Text to read »
☆ ☆ ☆ ☆ ☆ ☆ ☆

If the plight of the solitary astronaut in Project Hail Mary sounds like Matt Damon’s in The Martian (2015), that is because both the Hollywood blockbusters are adapted from American novelist Andy Weir’s science fiction by screenwriter Drew Goddard.

But Ryland is no astronaut. He is a comically unheroic high school science teacher: flashbacks recount how he was recruited by a dour European Space Agency administrator (German actress Sandra Huller of 2023’s Anatomy Of A Fall) for the intergovernmental Hail Mary project, then bundled off, kicking and screaming, on the one-way suicide expedition.

Nor is he alone. An alien the shape of a boulder (voiced by James Ortiz) arrives mid-voyage, having also journeyed far to save his home planet.

☆ ☆ ☆ ☆ ☆ ☆ ☆

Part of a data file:
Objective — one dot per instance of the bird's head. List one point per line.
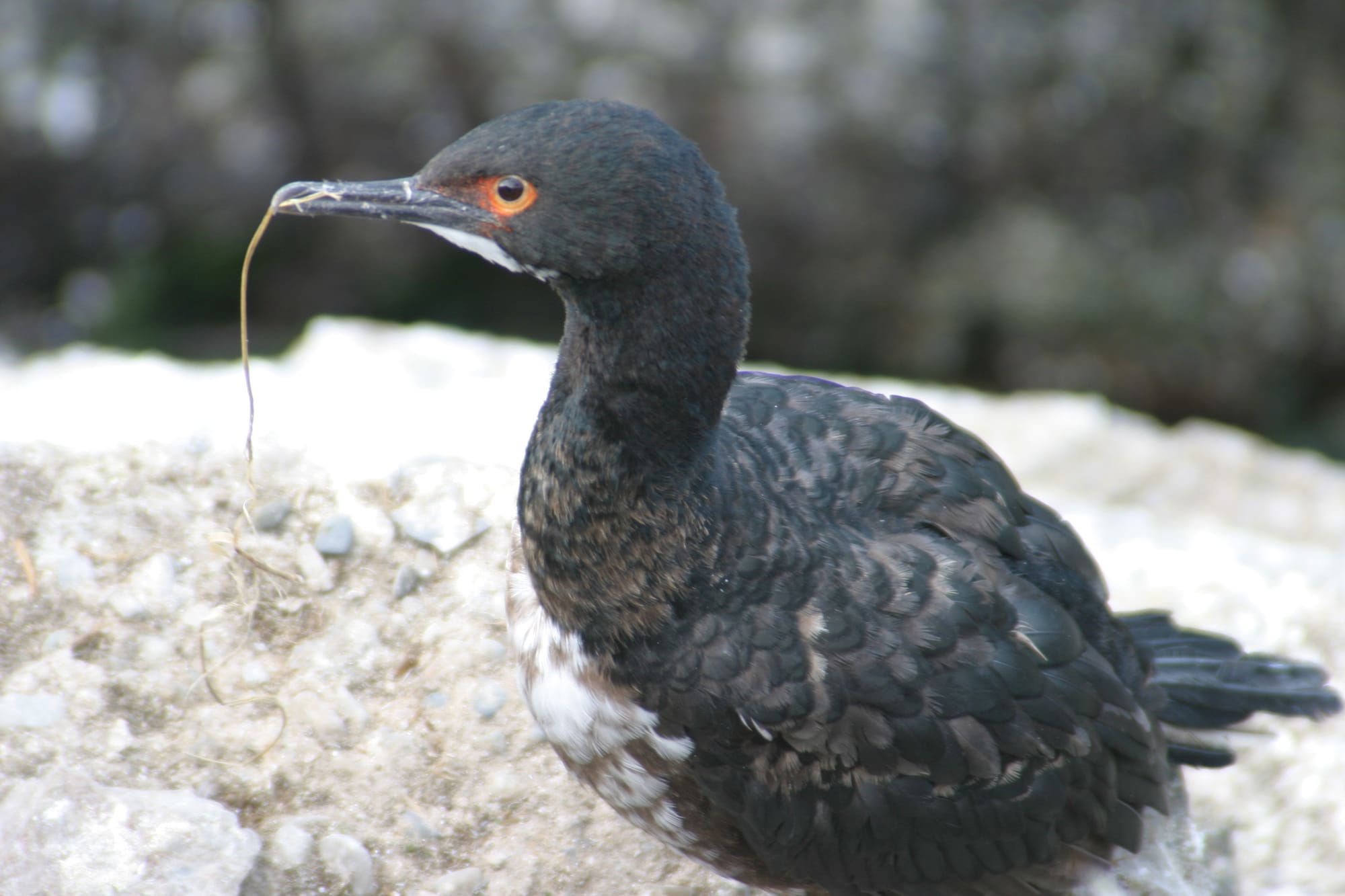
(578, 190)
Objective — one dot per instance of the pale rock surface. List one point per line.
(64, 833)
(163, 645)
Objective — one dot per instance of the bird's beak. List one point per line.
(399, 200)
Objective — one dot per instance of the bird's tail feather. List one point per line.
(1211, 684)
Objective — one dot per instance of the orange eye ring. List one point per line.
(510, 194)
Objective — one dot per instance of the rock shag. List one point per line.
(809, 635)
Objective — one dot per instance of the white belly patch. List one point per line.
(590, 723)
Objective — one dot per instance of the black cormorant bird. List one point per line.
(809, 635)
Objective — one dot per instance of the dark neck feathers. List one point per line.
(614, 499)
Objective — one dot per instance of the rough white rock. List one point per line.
(348, 860)
(290, 846)
(64, 833)
(377, 693)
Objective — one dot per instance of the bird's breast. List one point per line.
(602, 735)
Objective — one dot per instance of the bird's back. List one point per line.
(903, 670)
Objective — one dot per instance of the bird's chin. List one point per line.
(484, 247)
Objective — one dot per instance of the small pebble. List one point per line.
(290, 846)
(489, 700)
(336, 537)
(348, 860)
(407, 581)
(314, 569)
(465, 881)
(272, 514)
(32, 710)
(435, 700)
(419, 826)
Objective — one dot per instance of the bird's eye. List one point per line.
(512, 194)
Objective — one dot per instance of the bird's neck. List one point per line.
(614, 501)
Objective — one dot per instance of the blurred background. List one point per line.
(1144, 200)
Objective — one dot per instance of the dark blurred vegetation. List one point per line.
(1145, 200)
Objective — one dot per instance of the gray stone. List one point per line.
(336, 537)
(32, 710)
(408, 579)
(489, 700)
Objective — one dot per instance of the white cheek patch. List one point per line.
(481, 245)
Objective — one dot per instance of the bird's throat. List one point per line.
(614, 501)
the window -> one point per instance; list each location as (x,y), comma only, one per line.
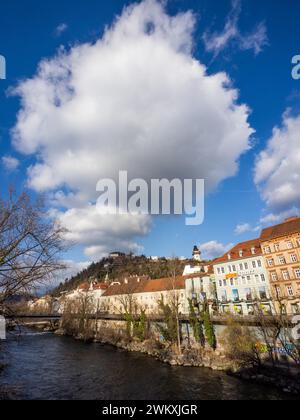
(278,291)
(235,295)
(224,296)
(262,293)
(297,273)
(294,258)
(285,275)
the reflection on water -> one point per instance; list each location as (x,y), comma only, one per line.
(43,366)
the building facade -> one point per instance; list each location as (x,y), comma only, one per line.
(242,280)
(136,294)
(200,285)
(281,250)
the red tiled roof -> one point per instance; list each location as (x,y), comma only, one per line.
(100,286)
(84,286)
(246,247)
(133,286)
(288,227)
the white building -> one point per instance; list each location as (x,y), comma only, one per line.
(242,280)
(135,294)
(91,290)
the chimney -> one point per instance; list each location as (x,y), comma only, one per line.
(290,219)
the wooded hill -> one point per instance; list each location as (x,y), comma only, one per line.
(117,268)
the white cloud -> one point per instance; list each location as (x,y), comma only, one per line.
(214,249)
(135,100)
(72,268)
(60,29)
(246,227)
(277,169)
(242,228)
(216,42)
(100,234)
(10,163)
(274,218)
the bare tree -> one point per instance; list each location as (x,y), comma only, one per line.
(30,245)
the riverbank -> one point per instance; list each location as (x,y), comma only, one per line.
(285,380)
(74,370)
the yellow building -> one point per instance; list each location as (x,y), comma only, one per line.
(281,250)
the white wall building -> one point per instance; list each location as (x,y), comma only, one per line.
(200,286)
(242,280)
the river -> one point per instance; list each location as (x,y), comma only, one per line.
(44,366)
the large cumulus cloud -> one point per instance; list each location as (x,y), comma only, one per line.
(135,100)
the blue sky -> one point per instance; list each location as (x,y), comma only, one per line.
(258,41)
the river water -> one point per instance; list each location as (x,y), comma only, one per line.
(44,366)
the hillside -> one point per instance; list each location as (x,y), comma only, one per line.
(114,268)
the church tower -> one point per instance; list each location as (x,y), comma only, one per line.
(197,254)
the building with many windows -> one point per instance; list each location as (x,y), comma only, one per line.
(281,250)
(242,280)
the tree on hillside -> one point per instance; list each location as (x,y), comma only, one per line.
(30,246)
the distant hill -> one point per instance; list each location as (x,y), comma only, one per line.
(125,265)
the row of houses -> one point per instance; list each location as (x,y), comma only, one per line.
(264,271)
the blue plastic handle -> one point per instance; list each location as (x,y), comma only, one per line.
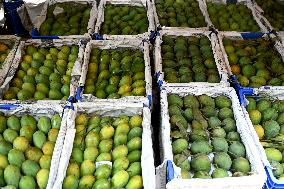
(71,99)
(252,35)
(78,93)
(152,36)
(69,107)
(150,100)
(245,91)
(157,74)
(160,83)
(9,106)
(35,35)
(232,1)
(97,36)
(170,171)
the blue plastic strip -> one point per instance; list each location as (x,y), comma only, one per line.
(157,74)
(97,36)
(152,36)
(71,99)
(252,35)
(160,83)
(35,35)
(69,107)
(232,1)
(13,18)
(8,106)
(170,171)
(150,100)
(149,105)
(244,91)
(78,93)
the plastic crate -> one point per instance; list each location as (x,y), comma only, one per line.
(93,15)
(132,44)
(172,175)
(242,36)
(179,32)
(272,182)
(111,109)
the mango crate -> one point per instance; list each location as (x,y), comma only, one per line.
(34,66)
(262,138)
(248,57)
(124,19)
(244,18)
(36,130)
(42,24)
(107,63)
(181,14)
(113,114)
(170,138)
(272,19)
(201,63)
(6,59)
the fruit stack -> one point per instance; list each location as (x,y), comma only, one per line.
(27,142)
(273,12)
(232,17)
(116,72)
(255,62)
(181,13)
(43,71)
(265,116)
(124,19)
(208,135)
(67,18)
(189,56)
(107,151)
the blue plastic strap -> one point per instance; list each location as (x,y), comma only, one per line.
(35,35)
(8,106)
(160,83)
(157,74)
(97,36)
(69,107)
(150,100)
(71,99)
(78,93)
(152,36)
(149,105)
(170,171)
(243,92)
(252,35)
(232,1)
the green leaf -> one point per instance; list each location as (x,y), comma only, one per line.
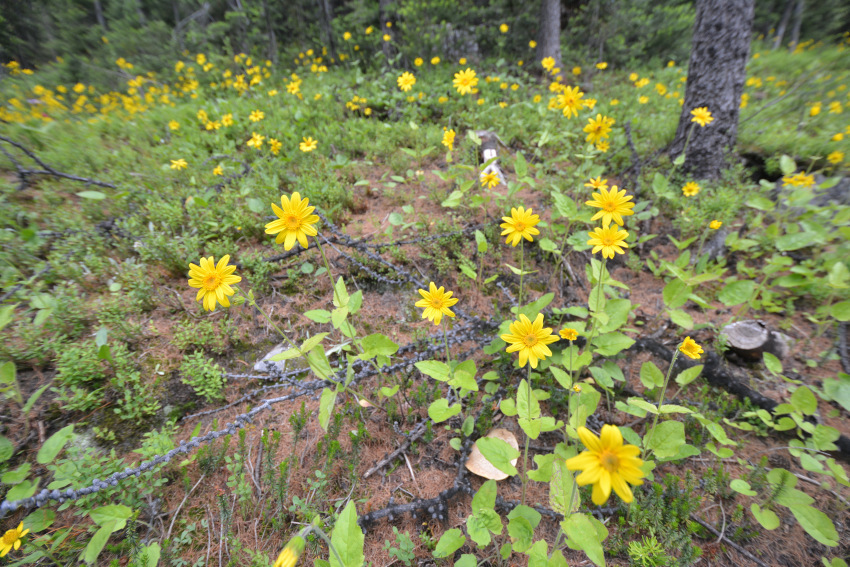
(450,541)
(650,375)
(54,445)
(666,439)
(440,411)
(498,453)
(94,195)
(348,539)
(804,401)
(326,407)
(737,292)
(318,315)
(767,518)
(435,369)
(583,534)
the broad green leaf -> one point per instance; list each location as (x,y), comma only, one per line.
(440,411)
(54,445)
(498,453)
(737,292)
(326,407)
(450,541)
(348,539)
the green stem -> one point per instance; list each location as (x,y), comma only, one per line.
(661,395)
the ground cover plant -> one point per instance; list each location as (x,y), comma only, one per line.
(506,326)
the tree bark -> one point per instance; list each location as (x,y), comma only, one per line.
(716,74)
(549,34)
(783,24)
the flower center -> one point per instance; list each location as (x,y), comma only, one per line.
(292,221)
(212,281)
(610,461)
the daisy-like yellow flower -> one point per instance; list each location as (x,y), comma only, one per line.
(436,303)
(598,128)
(406,81)
(597,183)
(609,240)
(613,204)
(465,81)
(690,348)
(12,539)
(568,334)
(569,101)
(519,225)
(690,189)
(607,464)
(701,116)
(489,180)
(213,281)
(308,145)
(256,141)
(290,554)
(449,139)
(530,340)
(295,221)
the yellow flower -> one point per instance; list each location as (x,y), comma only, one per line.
(530,340)
(465,81)
(308,145)
(613,204)
(609,240)
(598,128)
(256,141)
(436,303)
(449,139)
(406,81)
(295,221)
(489,180)
(12,539)
(570,101)
(690,189)
(568,334)
(519,225)
(597,183)
(690,348)
(607,464)
(213,281)
(701,116)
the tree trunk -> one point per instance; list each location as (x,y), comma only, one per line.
(783,24)
(98,11)
(798,20)
(549,34)
(716,74)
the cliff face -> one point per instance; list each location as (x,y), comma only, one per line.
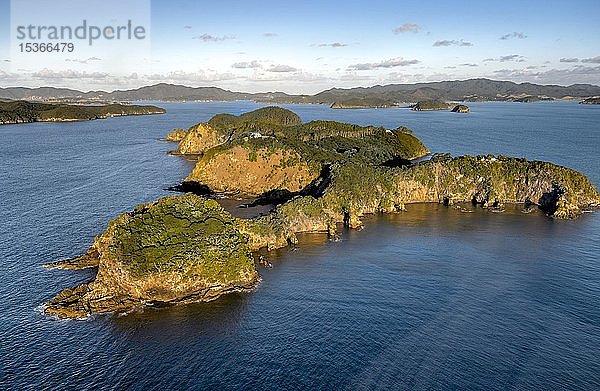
(200,138)
(187,248)
(176,135)
(253,171)
(486,180)
(276,151)
(175,250)
(426,105)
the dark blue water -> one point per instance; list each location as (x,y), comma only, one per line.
(428,299)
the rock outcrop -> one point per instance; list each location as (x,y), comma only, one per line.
(460,109)
(186,248)
(15,112)
(176,135)
(591,101)
(429,105)
(178,249)
(253,171)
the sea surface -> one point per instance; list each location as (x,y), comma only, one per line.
(428,299)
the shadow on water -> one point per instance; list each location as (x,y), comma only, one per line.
(218,317)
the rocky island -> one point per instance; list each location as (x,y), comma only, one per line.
(429,105)
(16,112)
(322,175)
(591,101)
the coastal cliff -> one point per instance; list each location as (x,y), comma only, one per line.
(178,249)
(176,135)
(15,112)
(431,105)
(325,174)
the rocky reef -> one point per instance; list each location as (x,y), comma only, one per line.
(322,175)
(178,249)
(460,109)
(176,135)
(591,101)
(430,105)
(15,112)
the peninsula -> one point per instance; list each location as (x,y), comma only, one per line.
(16,112)
(379,96)
(322,175)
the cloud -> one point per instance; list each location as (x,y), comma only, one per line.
(68,74)
(407,27)
(246,65)
(446,42)
(333,45)
(391,63)
(212,38)
(282,69)
(191,77)
(593,60)
(298,76)
(510,57)
(83,61)
(513,35)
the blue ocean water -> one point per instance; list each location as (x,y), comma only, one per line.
(427,299)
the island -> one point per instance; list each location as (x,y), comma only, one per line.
(378,96)
(176,135)
(16,112)
(591,101)
(430,105)
(321,175)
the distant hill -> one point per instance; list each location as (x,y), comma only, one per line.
(376,96)
(20,111)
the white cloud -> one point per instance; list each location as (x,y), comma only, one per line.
(512,35)
(453,42)
(212,38)
(510,57)
(191,77)
(48,74)
(407,27)
(246,64)
(333,45)
(282,69)
(593,60)
(391,63)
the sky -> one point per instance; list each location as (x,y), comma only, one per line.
(309,46)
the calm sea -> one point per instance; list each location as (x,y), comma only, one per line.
(428,299)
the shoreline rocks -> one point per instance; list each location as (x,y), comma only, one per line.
(187,248)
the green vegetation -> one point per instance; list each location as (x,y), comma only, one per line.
(426,105)
(187,248)
(186,234)
(22,112)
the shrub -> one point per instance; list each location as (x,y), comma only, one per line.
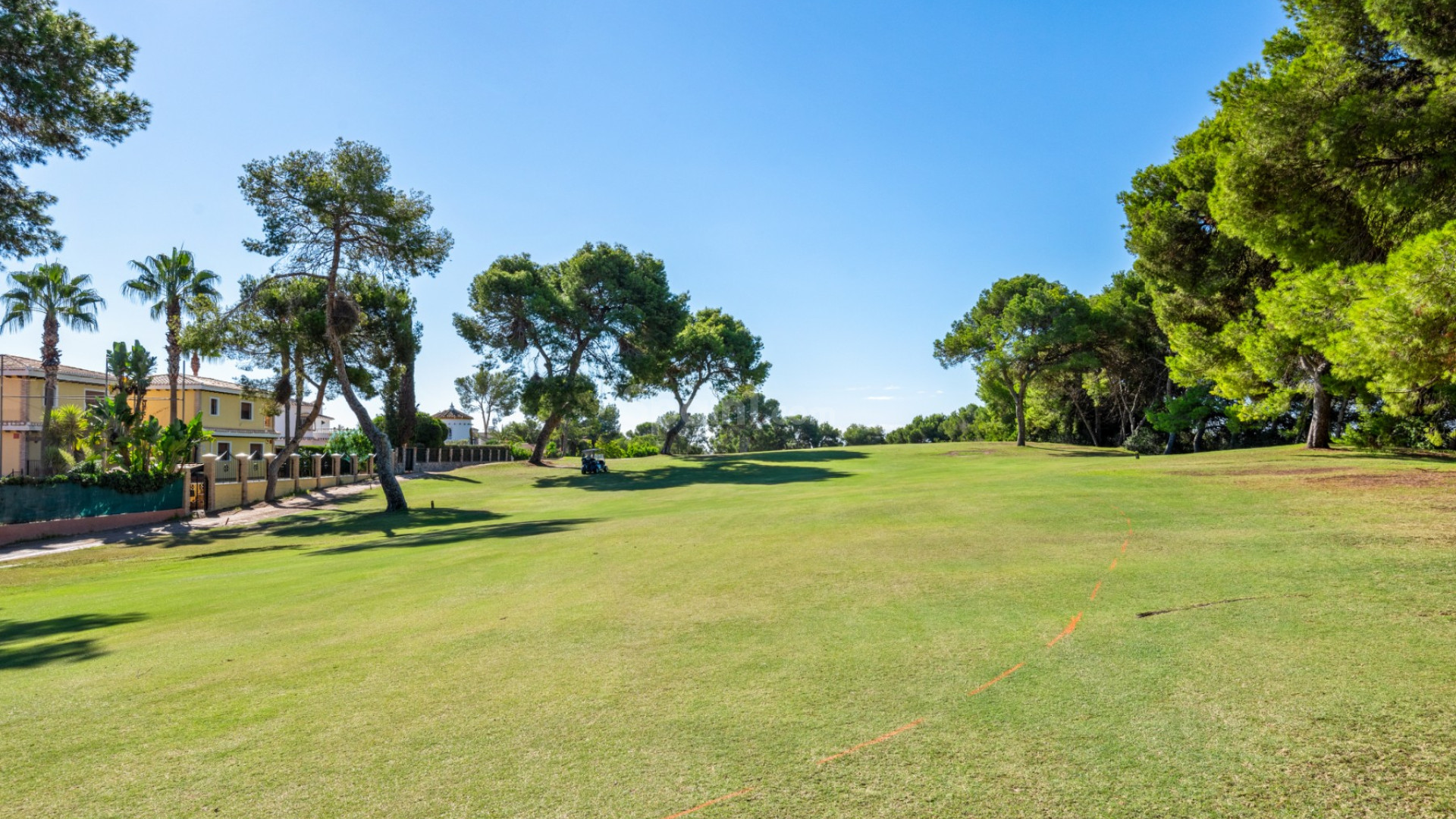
(1147,441)
(126,483)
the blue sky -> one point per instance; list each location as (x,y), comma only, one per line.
(843,177)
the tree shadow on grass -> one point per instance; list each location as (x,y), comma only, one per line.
(783,457)
(248,551)
(66,651)
(321,525)
(460,534)
(739,469)
(444,477)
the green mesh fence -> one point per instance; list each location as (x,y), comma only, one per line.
(28,504)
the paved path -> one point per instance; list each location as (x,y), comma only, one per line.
(321,499)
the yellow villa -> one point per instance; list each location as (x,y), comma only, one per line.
(237,425)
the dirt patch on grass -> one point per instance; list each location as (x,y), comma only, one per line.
(1258,472)
(1413,480)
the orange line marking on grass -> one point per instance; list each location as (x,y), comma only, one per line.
(710,803)
(877,741)
(1001,676)
(1065,632)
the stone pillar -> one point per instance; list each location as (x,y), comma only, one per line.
(243,461)
(210,477)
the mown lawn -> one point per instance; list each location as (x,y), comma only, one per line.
(635,645)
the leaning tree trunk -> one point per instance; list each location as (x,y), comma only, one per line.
(174,357)
(1320,417)
(383,453)
(676,428)
(52,363)
(406,404)
(549,428)
(1021,416)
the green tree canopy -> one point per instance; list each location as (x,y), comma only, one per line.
(175,289)
(712,350)
(1018,331)
(332,215)
(58,89)
(57,297)
(603,312)
(494,392)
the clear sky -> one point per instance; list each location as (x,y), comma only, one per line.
(845,177)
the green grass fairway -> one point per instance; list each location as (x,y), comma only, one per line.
(635,645)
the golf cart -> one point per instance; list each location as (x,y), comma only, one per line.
(592,463)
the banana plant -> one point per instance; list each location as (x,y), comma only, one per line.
(111,420)
(177,442)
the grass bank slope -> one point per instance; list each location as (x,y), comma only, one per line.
(635,645)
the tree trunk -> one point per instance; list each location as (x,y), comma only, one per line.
(1320,417)
(174,356)
(383,452)
(1021,414)
(406,404)
(677,428)
(548,428)
(52,363)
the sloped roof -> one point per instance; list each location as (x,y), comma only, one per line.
(64,371)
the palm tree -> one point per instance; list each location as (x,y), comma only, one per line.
(175,289)
(52,293)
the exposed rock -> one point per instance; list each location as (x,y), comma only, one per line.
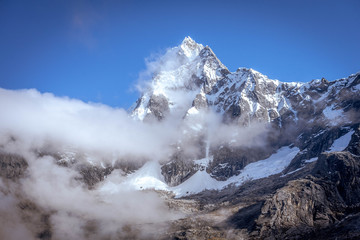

☆ ☆ ☆ ☆ ☆ ☆ ☆

Goal 1 »
In the Project Hail Mary review, who voices the boulder-shaped alien?
Goal 2 »
Gather every line of the listing that contains the string "rocky".
The text and the listing have no connection to each other.

Expected output 1 »
James Ortiz

Expected output 2 »
the rocky island -> one point per instance; list each location as (x,y), comma only, one per line.
the rocky reef -> one point per instance; list each location as (x,y), comma only, one per line.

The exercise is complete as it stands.